» Work task: Each line in the entries below that holds the word "surface" belongs in the answer.

*** Records for this exercise Section Begins ***

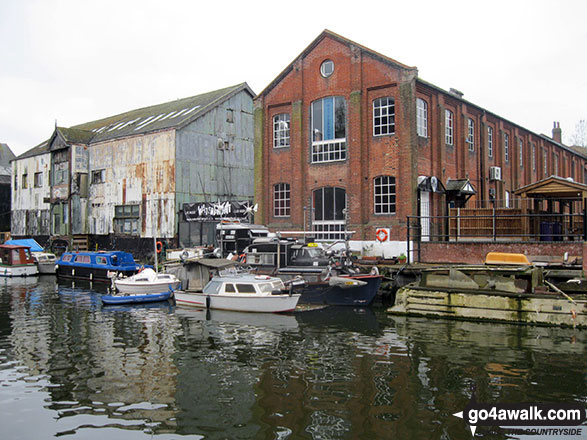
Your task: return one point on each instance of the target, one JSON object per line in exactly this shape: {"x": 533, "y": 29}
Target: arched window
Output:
{"x": 281, "y": 200}
{"x": 329, "y": 213}
{"x": 328, "y": 117}
{"x": 383, "y": 116}
{"x": 281, "y": 130}
{"x": 384, "y": 195}
{"x": 422, "y": 117}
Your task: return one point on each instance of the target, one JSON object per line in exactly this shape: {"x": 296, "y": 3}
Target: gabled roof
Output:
{"x": 175, "y": 114}
{"x": 553, "y": 186}
{"x": 326, "y": 33}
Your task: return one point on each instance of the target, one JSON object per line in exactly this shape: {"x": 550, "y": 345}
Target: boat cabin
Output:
{"x": 14, "y": 255}
{"x": 245, "y": 284}
{"x": 279, "y": 253}
{"x": 96, "y": 266}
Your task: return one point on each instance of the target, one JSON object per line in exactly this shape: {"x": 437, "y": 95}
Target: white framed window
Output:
{"x": 490, "y": 141}
{"x": 448, "y": 127}
{"x": 38, "y": 180}
{"x": 384, "y": 195}
{"x": 422, "y": 117}
{"x": 127, "y": 219}
{"x": 281, "y": 130}
{"x": 328, "y": 117}
{"x": 98, "y": 176}
{"x": 329, "y": 221}
{"x": 327, "y": 68}
{"x": 383, "y": 116}
{"x": 281, "y": 200}
{"x": 471, "y": 134}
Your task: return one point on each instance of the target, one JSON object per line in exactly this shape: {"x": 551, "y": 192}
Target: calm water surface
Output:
{"x": 71, "y": 368}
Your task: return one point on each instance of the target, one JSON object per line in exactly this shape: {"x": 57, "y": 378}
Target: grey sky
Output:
{"x": 75, "y": 61}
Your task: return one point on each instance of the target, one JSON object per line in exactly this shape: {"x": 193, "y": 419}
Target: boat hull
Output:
{"x": 541, "y": 309}
{"x": 136, "y": 299}
{"x": 238, "y": 303}
{"x": 320, "y": 292}
{"x": 137, "y": 288}
{"x": 18, "y": 271}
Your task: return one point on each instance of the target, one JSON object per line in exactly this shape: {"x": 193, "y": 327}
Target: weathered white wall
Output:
{"x": 30, "y": 213}
{"x": 138, "y": 170}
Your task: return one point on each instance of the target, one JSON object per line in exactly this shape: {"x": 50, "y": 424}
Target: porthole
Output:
{"x": 327, "y": 68}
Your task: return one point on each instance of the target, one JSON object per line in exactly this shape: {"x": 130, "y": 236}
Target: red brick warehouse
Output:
{"x": 349, "y": 139}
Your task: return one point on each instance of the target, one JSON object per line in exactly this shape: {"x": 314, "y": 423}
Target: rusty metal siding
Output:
{"x": 30, "y": 210}
{"x": 138, "y": 171}
{"x": 215, "y": 156}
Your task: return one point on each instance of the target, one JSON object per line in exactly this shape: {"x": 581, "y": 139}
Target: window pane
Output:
{"x": 340, "y": 203}
{"x": 328, "y": 118}
{"x": 340, "y": 118}
{"x": 317, "y": 129}
{"x": 318, "y": 205}
{"x": 328, "y": 203}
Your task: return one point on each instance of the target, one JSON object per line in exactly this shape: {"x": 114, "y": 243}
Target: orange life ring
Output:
{"x": 381, "y": 234}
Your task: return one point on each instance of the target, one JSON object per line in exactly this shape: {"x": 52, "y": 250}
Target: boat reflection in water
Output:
{"x": 80, "y": 369}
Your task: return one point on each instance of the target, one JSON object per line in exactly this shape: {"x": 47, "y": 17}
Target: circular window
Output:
{"x": 326, "y": 68}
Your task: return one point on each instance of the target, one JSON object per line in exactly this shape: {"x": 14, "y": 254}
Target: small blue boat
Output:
{"x": 96, "y": 266}
{"x": 137, "y": 298}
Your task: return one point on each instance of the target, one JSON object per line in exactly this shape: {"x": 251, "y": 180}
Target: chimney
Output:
{"x": 557, "y": 133}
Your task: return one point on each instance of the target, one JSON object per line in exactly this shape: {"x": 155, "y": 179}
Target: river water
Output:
{"x": 71, "y": 368}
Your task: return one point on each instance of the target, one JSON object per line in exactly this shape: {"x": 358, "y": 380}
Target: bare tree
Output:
{"x": 579, "y": 137}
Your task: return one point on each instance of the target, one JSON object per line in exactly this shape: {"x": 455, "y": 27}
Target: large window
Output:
{"x": 127, "y": 219}
{"x": 422, "y": 117}
{"x": 383, "y": 116}
{"x": 490, "y": 141}
{"x": 281, "y": 130}
{"x": 329, "y": 213}
{"x": 471, "y": 134}
{"x": 384, "y": 195}
{"x": 98, "y": 176}
{"x": 38, "y": 180}
{"x": 281, "y": 200}
{"x": 328, "y": 130}
{"x": 448, "y": 127}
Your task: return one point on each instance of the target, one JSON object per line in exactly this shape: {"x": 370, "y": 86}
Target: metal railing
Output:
{"x": 496, "y": 225}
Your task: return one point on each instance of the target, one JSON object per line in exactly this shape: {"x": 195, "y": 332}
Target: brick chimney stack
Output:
{"x": 557, "y": 133}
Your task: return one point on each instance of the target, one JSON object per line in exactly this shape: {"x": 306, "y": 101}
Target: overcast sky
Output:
{"x": 76, "y": 61}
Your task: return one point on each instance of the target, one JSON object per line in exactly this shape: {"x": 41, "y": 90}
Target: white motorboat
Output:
{"x": 147, "y": 281}
{"x": 241, "y": 293}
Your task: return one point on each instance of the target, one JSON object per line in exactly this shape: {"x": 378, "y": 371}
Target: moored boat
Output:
{"x": 136, "y": 298}
{"x": 16, "y": 261}
{"x": 96, "y": 266}
{"x": 331, "y": 278}
{"x": 509, "y": 294}
{"x": 45, "y": 260}
{"x": 241, "y": 292}
{"x": 147, "y": 281}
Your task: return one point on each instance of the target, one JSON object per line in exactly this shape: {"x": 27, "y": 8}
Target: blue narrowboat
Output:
{"x": 96, "y": 266}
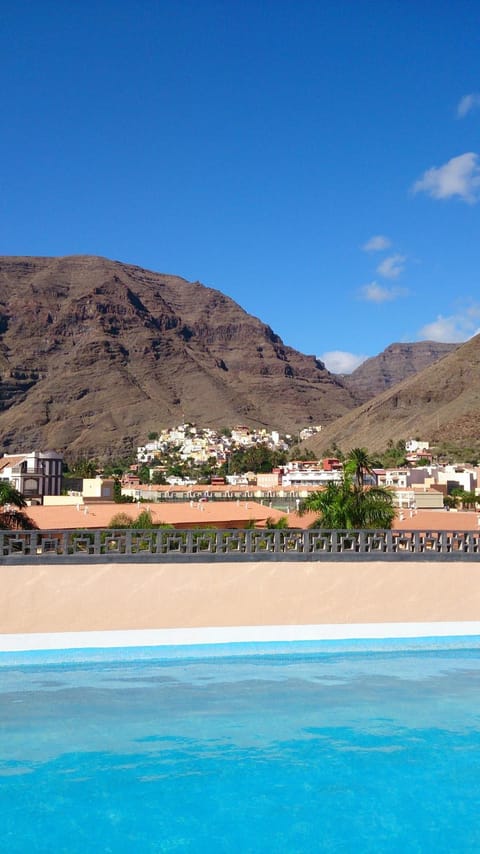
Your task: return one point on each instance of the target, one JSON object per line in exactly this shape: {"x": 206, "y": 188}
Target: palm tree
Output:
{"x": 12, "y": 504}
{"x": 359, "y": 463}
{"x": 346, "y": 506}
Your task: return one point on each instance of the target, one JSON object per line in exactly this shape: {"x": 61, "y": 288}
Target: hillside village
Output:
{"x": 238, "y": 499}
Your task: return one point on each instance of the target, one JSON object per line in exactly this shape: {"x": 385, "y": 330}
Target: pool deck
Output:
{"x": 114, "y": 604}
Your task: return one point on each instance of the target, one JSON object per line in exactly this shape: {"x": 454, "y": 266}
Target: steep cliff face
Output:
{"x": 393, "y": 365}
{"x": 94, "y": 354}
{"x": 441, "y": 403}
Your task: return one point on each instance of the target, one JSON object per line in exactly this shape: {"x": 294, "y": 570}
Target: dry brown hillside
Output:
{"x": 441, "y": 403}
{"x": 395, "y": 364}
{"x": 94, "y": 354}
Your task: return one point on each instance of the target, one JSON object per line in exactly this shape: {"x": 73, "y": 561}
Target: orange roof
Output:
{"x": 5, "y": 462}
{"x": 223, "y": 514}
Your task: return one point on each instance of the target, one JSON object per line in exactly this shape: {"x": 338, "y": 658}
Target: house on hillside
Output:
{"x": 34, "y": 474}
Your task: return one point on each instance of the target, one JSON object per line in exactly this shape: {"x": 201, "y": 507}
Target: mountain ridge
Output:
{"x": 96, "y": 353}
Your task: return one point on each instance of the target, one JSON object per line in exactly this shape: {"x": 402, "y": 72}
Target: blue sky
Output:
{"x": 315, "y": 161}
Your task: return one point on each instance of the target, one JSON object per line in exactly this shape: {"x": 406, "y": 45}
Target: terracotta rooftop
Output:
{"x": 221, "y": 514}
{"x": 5, "y": 462}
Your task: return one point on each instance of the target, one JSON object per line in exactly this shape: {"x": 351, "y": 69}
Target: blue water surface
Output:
{"x": 373, "y": 751}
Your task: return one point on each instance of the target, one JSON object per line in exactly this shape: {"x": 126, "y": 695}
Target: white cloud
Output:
{"x": 379, "y": 293}
{"x": 340, "y": 362}
{"x": 467, "y": 104}
{"x": 392, "y": 266}
{"x": 460, "y": 176}
{"x": 453, "y": 329}
{"x": 377, "y": 243}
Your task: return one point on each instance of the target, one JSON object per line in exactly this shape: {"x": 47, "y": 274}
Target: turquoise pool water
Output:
{"x": 367, "y": 751}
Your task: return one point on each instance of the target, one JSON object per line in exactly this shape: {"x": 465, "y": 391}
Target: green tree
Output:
{"x": 83, "y": 467}
{"x": 358, "y": 463}
{"x": 346, "y": 505}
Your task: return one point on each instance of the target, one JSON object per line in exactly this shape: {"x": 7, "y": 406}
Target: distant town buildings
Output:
{"x": 34, "y": 474}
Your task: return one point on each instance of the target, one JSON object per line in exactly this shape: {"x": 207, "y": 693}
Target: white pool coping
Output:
{"x": 178, "y": 637}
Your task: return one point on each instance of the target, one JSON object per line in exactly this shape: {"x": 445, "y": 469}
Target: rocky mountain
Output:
{"x": 94, "y": 354}
{"x": 441, "y": 403}
{"x": 394, "y": 364}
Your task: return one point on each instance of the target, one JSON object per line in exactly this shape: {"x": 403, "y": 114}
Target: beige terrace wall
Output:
{"x": 49, "y": 598}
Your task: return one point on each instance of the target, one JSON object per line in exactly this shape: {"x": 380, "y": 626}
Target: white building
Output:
{"x": 34, "y": 474}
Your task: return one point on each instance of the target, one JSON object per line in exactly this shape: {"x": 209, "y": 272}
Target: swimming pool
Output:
{"x": 366, "y": 751}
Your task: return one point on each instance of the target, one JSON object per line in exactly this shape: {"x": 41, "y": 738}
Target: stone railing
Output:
{"x": 249, "y": 544}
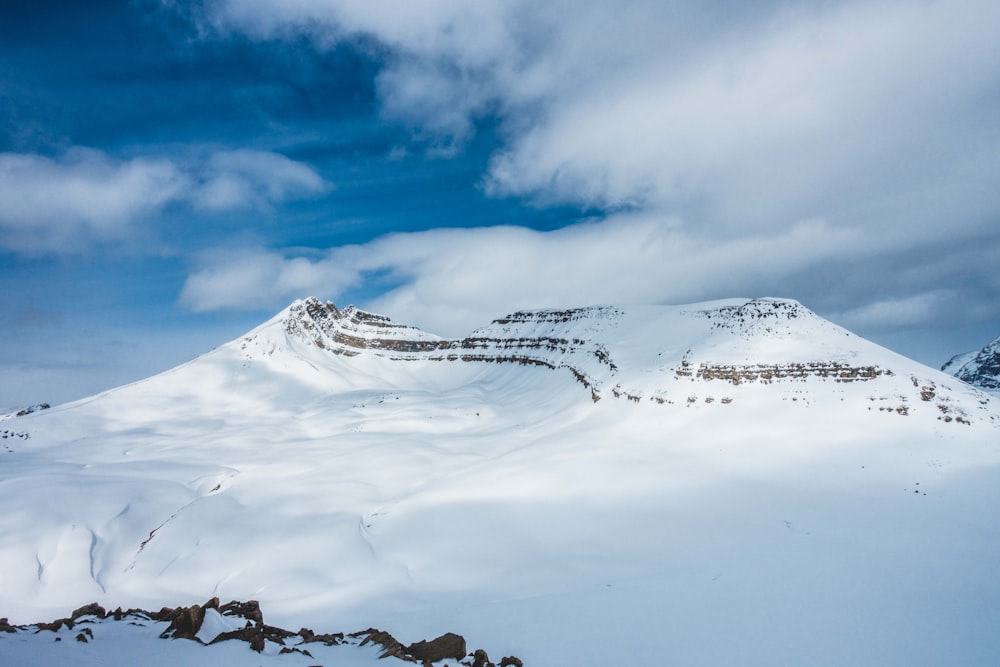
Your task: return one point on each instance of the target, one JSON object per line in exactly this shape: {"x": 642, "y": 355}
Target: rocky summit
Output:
{"x": 729, "y": 482}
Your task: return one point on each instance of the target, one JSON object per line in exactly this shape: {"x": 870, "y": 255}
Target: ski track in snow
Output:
{"x": 737, "y": 482}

*** Records for this exercise Section Ends ***

» Answer to the problem:
Target: calm water surface
Target: blue water surface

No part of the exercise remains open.